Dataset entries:
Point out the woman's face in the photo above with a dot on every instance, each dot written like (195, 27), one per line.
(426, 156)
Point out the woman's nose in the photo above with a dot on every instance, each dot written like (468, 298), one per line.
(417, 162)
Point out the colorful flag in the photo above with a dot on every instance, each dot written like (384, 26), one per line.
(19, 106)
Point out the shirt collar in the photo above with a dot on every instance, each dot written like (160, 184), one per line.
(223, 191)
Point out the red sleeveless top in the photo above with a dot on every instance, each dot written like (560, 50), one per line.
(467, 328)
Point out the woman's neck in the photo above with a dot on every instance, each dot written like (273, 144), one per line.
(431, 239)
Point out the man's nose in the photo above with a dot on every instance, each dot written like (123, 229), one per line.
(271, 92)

> [Written instruction]:
Copy the listing above word for word, keeping every line in its original order.

> [Finished task]:
Point out the woman's face in the photo above with a dot on every instance, each dot written like (195, 27), one per line.
(426, 156)
Point out the woman's nose in the photo above with a dot on every instance, each dot written like (468, 298), one per line.
(417, 162)
Point out the colorful flag in the photo above with a dot on every instance, each dot written like (384, 26), one per line.
(19, 106)
Point out the shirt collar in the photo above with a dot on every instance, each dot written like (160, 184), one per line.
(223, 191)
Point out the red sleeveless top in the photo above with a dot on every instance, each dot written like (560, 50), one per line.
(467, 328)
Point out the woman's neck in the photo above with a dot on every instance, each dot written like (273, 144), one per line.
(431, 239)
Point out the man's nose in the photo above with a dot on every instance, each dot written like (123, 229), one per line.
(271, 92)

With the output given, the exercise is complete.